▶ _WORK TO BE COMPLETED_
Present every line of the records below as a Markdown table with two columns, "No." for the row number and "Line" for the line itself, skipping any blank lines. Leave the pictures out of your answer.

--- START OF SUPPLIED MATERIAL ---

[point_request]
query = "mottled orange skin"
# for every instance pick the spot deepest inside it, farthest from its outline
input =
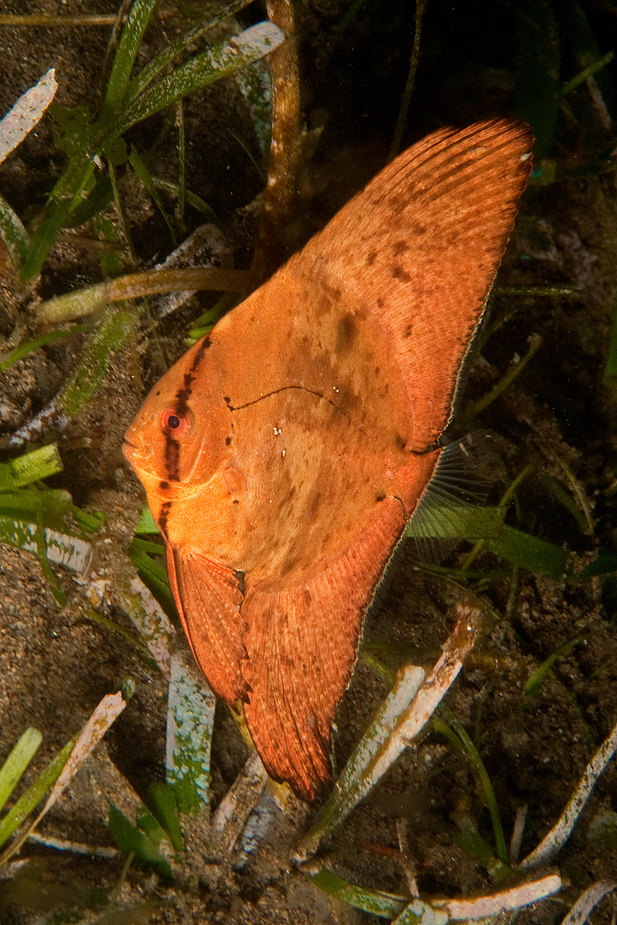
(308, 428)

--- END OF SUPPLIED MATERIAL ---

▶ _SOLUTION TO THIS PROBLEM_
| No. | Line |
|---|---|
| 1 | [point_request] |
| 2 | query = "mottled orange skin" |
| 3 | # for every instance pick the spot deepest inside it, farthest from its outline |
| 4 | input = |
| 5 | (308, 428) |